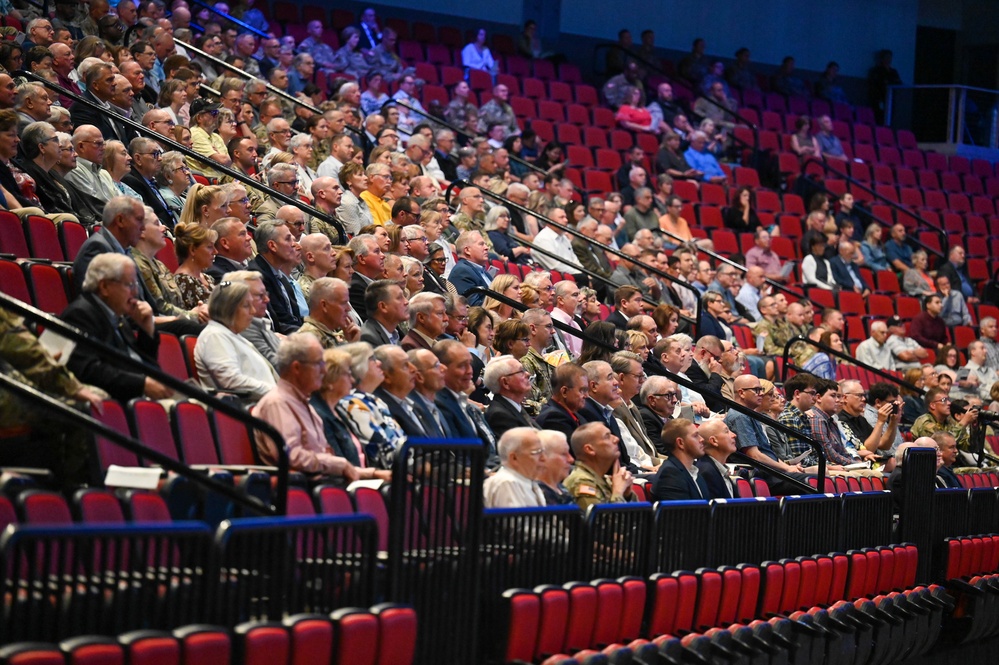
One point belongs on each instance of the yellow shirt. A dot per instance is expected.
(381, 211)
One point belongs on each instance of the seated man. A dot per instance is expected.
(510, 383)
(110, 311)
(597, 476)
(514, 485)
(678, 478)
(300, 367)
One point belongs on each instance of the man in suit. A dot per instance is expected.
(465, 420)
(121, 228)
(719, 443)
(147, 160)
(657, 401)
(604, 390)
(399, 382)
(470, 271)
(100, 81)
(846, 274)
(510, 385)
(427, 321)
(233, 247)
(387, 307)
(679, 478)
(429, 381)
(109, 311)
(570, 387)
(369, 264)
(628, 303)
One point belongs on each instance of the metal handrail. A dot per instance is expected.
(167, 141)
(574, 232)
(284, 94)
(843, 356)
(121, 358)
(231, 19)
(673, 81)
(460, 132)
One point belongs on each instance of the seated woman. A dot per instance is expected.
------------------------------------------------------------------------
-- REQUIRED TASK --
Reproduce all of the data above line for line, word for word, and leave out the pictures.

-- REPLY --
One point belongs on each instance of the yellow shirt. A dot per instance is expected.
(381, 211)
One point belongs on each instance of the seated man. A dot per instance is expected.
(510, 383)
(110, 311)
(597, 476)
(514, 485)
(678, 478)
(300, 367)
One point belongs on each instance of the man in suit. A dot per instance is expected.
(465, 420)
(121, 228)
(719, 443)
(147, 160)
(657, 401)
(604, 390)
(399, 382)
(470, 271)
(100, 81)
(846, 274)
(510, 385)
(427, 321)
(233, 247)
(387, 307)
(679, 478)
(429, 381)
(109, 311)
(570, 387)
(369, 264)
(628, 303)
One point belongs on each instance of the metal handrail. A dot per instance is expected.
(167, 141)
(574, 232)
(284, 94)
(843, 356)
(121, 358)
(231, 19)
(673, 81)
(460, 132)
One point belongs on each instance of the seated woman. A dot per instance is expected.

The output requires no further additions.